* [QUOTED TEXT]:
_ _ _ _ _ _ _

Commercial Property Valuations

 

  • Commercial property valuations may be required for a number of purposes, including pre-purchase advice, asset valuation, taxation, and independent valuation. Our valuations will be carried out by an RICS Registered Value and will be undertaken in accordance with the RICS Appraisal and Valuation Manual.

 

  • We provide a personal, and flexible service of detailed and specialist advice, in an economic and consistent manner.

 

Commercial Surveys

 

  • Provision of pre-purchase surveys of all types of commercial buildings, office, industrial and retail. This service can often be undertaken in conjunction with the valuation of the premises for private purposes.

 

  • Whatever the rationale for requiring a valuation of commercial property, The Harrower Partnership Chartered Surveyors can provide a valuation or survey report to suit your purposes

 

Valuations of Trading Businesses/Business Properties

 

  • The valuations of business premises are very specialist indeed and only a Chartered Surveyor who specialises in business property valuations should be commissioned.

_ _ _ _ _ _ _

* [SET EXERCISE]: Continue the commercial property valuations page above, starting after its last sentence.

_ _ _ _ _ _ _

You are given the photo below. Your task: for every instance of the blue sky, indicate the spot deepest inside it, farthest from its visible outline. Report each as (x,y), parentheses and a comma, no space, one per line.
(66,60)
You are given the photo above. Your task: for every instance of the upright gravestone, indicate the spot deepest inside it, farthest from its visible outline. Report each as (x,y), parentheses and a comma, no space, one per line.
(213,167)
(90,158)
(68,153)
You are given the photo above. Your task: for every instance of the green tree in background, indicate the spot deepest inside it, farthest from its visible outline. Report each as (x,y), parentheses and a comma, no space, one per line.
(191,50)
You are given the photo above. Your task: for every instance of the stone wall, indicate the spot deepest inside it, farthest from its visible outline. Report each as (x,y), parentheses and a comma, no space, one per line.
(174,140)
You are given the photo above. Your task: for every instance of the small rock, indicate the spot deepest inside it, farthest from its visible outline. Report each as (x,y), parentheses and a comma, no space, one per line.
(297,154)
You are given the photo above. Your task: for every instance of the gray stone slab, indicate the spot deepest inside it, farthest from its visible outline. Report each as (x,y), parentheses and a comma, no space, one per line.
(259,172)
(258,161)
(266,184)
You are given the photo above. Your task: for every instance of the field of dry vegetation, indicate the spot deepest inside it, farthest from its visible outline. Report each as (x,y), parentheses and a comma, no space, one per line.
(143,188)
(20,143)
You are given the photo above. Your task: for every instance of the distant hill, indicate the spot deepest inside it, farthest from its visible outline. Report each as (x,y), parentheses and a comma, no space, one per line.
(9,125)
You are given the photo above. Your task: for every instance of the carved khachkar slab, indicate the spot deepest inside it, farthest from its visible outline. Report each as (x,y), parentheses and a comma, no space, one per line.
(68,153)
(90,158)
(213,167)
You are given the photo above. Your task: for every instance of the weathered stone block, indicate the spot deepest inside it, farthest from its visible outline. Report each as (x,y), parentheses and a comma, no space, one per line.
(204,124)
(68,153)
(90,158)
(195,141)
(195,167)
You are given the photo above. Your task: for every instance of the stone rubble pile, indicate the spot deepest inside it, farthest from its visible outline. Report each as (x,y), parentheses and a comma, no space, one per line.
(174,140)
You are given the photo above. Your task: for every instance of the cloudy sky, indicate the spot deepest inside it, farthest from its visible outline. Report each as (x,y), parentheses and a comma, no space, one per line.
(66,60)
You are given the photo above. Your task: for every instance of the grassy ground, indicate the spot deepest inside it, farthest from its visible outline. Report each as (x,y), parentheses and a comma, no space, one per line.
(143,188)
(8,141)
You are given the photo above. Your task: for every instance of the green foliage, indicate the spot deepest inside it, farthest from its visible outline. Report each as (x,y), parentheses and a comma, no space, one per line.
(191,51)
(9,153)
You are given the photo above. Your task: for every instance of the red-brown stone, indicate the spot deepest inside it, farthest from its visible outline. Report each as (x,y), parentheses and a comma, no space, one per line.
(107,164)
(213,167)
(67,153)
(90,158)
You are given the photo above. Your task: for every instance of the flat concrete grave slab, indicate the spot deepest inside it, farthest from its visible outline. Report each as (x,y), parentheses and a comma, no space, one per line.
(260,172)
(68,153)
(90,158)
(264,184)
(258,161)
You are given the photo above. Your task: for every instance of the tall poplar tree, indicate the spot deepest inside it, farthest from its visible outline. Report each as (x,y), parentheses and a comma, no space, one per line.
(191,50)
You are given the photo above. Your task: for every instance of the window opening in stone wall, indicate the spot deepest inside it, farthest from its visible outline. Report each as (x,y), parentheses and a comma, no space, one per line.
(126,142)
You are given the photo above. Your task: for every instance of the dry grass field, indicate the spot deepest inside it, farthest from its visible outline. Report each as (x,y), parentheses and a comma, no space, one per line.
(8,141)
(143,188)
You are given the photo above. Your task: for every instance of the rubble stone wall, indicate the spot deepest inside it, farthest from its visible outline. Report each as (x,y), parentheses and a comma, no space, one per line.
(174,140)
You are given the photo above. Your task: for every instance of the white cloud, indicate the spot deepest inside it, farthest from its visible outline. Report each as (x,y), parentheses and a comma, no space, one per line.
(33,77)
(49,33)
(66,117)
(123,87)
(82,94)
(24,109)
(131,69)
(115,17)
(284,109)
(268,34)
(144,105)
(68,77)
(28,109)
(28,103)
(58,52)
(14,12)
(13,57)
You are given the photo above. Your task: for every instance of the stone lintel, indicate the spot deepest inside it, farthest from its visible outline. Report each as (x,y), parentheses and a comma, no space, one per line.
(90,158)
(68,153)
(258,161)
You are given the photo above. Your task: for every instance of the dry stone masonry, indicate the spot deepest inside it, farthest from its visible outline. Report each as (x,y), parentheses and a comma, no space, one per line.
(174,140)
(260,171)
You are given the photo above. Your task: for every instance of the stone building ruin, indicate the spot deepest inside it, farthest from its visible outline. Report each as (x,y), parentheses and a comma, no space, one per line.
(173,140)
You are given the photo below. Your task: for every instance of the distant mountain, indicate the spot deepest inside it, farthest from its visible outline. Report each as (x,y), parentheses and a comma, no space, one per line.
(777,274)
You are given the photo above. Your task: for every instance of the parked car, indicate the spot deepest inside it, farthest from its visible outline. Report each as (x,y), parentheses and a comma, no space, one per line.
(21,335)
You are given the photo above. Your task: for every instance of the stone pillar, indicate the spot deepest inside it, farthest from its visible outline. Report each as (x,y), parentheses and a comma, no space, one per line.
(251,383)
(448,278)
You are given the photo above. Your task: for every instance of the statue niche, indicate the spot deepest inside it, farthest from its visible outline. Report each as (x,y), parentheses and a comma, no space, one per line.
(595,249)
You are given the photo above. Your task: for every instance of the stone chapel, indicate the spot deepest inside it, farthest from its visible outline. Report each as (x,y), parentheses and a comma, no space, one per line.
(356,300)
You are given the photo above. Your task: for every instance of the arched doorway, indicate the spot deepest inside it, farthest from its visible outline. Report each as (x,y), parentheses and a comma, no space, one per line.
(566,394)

_ _ _ _ _ _ _

* [RESULT BELOW]:
  • Business properties are trading businesses / operational entities such as hotels, guesthouses, restaurants, public houses, cafes, shops, petrol stations, vehicle repair workshops, nursing homes and residential homes etc which must be valued, in accordance with the RICS Red Book Guidelines based on a profits appraisal of the business. It is therefore necessary for the Chartered Surveyor to review at least three years’ trading profit and loss accounts and other relevant financial trading information and will also consider the future potential of the business. The Valuer will then build up an appraisal of the value of the business by considering the adjusted net profit (EBITDA - Earnings Before Interest, Taxation, Depreciation and Amortisation), thereby valuing the business using a more accurate net property, to which an appropriate capitalisation rate is applied.

 

  • Sarah Harrower has been undertaken valuations of a wide range of business valuations (from small independent trading shops/cafes through to large portfolios of nursing /care homes for public quoted companies) for over over 20 years, covering not only the south-west but extensively over the whole of the country. Sarah has spent over 12 years in senior consultant roles with two of the largest and highly respected national firms of business valuers.

 

 

Schedules of Conditions and Dilapidations

 

  • Did you know that If you are taking a lease on a commercial/business property, under the lease you may be liable for full repairing and insuring terms. Full repairing terms means that you will be responsible as the tenant for “putting and keeping the property (the whole of the structure of the building) in good repair”, even if the previous tenant has failed to maintain the property in a good condition. This could prove very expensive.

 

  • Prior to entering into a new lease or an assignment of an existing lease, it is always recommended to obtain a detailed Schedule of Condition on the building prepared by a Chartered Surveyor specialising in this type of work. Without this document you may be exposed to significant financial costs if there were serious defects apparent to the property at the outset of the lease which the landlord may require you to make good at the end of the lease.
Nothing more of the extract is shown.